- _LISTA DE EXERCÍCIOS_:
[1] Redigite o trecho do texto sobre deontologia que vai de "A deontologia (do" até "de suas consequências.", inclusive.
[2] Como fica em inglês esta frase do texto sobre deontologia: "As teorias também discrepam sobre até que ponto a obrigação é independente das consequências."?
[3] Como o texto sobre deontologia prosseguiria depois da última frase? Dê continuidade a ele.

- _TEXTO DO EXERCÍCIO_:
-*-*-

D.J.E. Attwood, "Desobediencia civil" in: David Atkinson & David H. Field, orgs., Diccionario de Ética y Teología Pastoral (Barcelona, Editorial CLIE, 2004), p. 382.

Deontologia

A deontologia (do grego deon, aquilo que é obrigatório) é, em geral, o estudo da obrigação moral, e em concreto de um tipo específico de teoria da obrigação. Em contraste com as teorias consequencialistas da obrigação, as deontológicas sustentam que os atosnão são bons ou maus devido simplesmente a suas consequências boas ou más. Entretanto, os atos são, ou não, cumprimento do dever e o dever não é determinado plenamente em termos de suas consequências.

As teorias deontológicas diferem no que se refere a qual é o fundamento do dever: para alguns é a vontade de Deus; para outros a racionalidade como tal; para outros os deveres carecem de fundamento, sendo realizados arbitrariamente. As teorias também discrepam sobre até que ponto a obrigação é independente das consequências. Para Kant as consequências eram irrelevantes para a obrigação ("cumpre com o teu dever ainda que o mundo se acabe!"), enquanto que W.D. Ross (1877-1940) defendia que as consequências eram somente um fator entre muitos dos relevantes para a obrigação. As teorias deontológicas foram elaboradas pela congruência com as intuições morais das pessoas normais, incluindo aquela de que "o fim nem sempre justifica os meios". Elas são criticadas para dar a impressão de que a obrigação moral é arbitrária ou inexplicável, e por viciar os incentivos para agir de uma forma moral.

-*-*-

- _DADOS PARA ANÁLISE_:
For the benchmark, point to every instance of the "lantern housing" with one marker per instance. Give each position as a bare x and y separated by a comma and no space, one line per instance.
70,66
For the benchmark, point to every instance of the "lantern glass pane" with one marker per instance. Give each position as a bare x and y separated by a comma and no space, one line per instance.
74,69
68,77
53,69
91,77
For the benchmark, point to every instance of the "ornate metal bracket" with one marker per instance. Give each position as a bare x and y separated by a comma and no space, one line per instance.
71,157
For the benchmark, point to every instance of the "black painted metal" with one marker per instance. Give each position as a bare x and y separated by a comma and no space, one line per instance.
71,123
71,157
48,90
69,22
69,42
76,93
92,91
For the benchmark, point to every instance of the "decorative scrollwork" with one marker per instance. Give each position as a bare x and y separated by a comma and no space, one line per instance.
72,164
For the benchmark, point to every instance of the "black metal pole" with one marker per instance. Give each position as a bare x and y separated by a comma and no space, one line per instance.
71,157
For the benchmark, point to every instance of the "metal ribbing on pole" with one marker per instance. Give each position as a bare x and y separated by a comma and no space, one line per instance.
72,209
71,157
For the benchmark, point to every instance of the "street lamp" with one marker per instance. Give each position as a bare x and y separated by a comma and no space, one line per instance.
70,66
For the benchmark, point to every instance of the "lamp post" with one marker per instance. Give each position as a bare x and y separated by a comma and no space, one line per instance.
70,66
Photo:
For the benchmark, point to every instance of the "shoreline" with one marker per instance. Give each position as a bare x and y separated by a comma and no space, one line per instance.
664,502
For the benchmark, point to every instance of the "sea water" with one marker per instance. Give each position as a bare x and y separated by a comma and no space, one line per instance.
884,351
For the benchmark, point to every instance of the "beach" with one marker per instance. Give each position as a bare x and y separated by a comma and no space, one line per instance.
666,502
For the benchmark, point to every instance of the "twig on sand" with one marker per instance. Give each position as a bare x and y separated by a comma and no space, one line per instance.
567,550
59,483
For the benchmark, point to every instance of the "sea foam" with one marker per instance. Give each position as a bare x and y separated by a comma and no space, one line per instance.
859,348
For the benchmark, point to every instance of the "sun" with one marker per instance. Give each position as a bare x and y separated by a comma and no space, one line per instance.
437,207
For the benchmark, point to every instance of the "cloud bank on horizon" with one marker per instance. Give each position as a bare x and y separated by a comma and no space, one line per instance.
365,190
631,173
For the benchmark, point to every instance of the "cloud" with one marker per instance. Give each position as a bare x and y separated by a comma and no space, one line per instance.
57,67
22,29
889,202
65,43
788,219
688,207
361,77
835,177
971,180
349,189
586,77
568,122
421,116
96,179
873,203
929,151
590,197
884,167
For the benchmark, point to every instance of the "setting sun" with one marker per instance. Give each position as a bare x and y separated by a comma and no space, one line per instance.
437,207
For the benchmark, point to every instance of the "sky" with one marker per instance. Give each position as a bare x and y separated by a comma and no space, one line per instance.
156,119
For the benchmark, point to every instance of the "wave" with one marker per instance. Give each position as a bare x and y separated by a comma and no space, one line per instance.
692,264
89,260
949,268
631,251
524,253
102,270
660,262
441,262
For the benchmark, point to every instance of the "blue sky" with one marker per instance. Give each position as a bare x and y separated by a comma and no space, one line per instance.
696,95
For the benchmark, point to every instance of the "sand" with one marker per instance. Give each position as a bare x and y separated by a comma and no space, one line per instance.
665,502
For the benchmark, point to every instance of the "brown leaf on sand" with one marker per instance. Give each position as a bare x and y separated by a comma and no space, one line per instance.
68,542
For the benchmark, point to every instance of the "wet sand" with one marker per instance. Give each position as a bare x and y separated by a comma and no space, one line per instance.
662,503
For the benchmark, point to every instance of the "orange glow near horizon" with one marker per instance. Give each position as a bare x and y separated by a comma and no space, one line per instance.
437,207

-*-*-

- _RESPOSTAS DOS EXERCÍCIOS_:
[1]
A deontologia (do grego deon, aquilo que é obrigatório) é, em geral, o estudo da obrigação moral, e em concreto de um tipo específico de teoria da obrigação. Em contraste com as teorias consequencialistas da obrigação, as deontológicas sustentam que os atosnão são bons ou maus devido simplesmente a suas consequências boas ou más. Entretanto, os atos são, ou não, cumprimento do dever e o dever não é determinado plenamente em termos de suas consequências.

[2] The theories also disagree about the extent to which obligation is independent of consequences.

[3]
M.T. Nelson, "Deontología" in: David Atkinson & David H. Field, orgs., Diccionario de Ética y Teología Pastoral (Barcelona, Editorial CLIE, 2004), p. 426.

07 fevereiro 2015

A Convenção de Genebra

Esta expressão é usada para se referir a uma série de tratados internacionais que codificaram as regras de guerra. O Comitê Internacional da Cruz Vermelha realizou um papel fundamental nesta missão; este organismo foi fundado em 1863 graças a inspiradora liderança cristã de Jean Henri Dunant (1828-1910).

O primeiro tratado, que firmaram em 1864 dezesseis poderes europeus, centrava-se no cuidado dos soldados enfermos e feridos, a neutralidade do corpo médico, o trato humano dos prisioneiros e a identificação de um emblema distintivo, a Cruz Vermelha, às pessoas e lugares dedicados ao trabalho médico. Estes artigos se extenderam e emendaram numa série de reuniões celebradas em Haya em 1899 e 1977, e em Genebra 1906, 1926, 1949 e 1977. A mais importante destas reuniões foi realizada em 1949, como resposta aos horrores da Segunda Guerra Mundial , e nela se elaborou a mais relevante das Convenções de Genebra.

Os artigos abordaram os seguintes temas: 1) a provisão para o cuidado dos feridos e enfermos na luta em terra; 2) normas para o cuidado dos que resultaram feridos, ou naufragaram no mar; 3) leis que garantiriam o trato justo dos prisioneiros de guerra; e 4) regras que protegiriam os cidadãos dos territórios ocupados, proibindo práticas tais como a deportação, a tomada de bens, a tortura, as represálias coletivas, a destruição injustificada de suas propriedades e a discriminação baseada na raça, na religião ou na nacionalidade. Em 1977, outra conferência complementou esta normativa com dois protocolos adicionais que extendiam a proteção da lei internacional para as guerras de libertação e guerras civis. Mais de 150 países subscreveram estas convenções de 1949, mas muitos não concordaram com os protocolos de 1977.


R.G. Clouse, "Convención de Ginebra" in: David Atkinson & David H. Field, orgs., Diccionario de Ética y Teología Pastoral (Barcelona, Editorial CLIE, 2004), p. 382.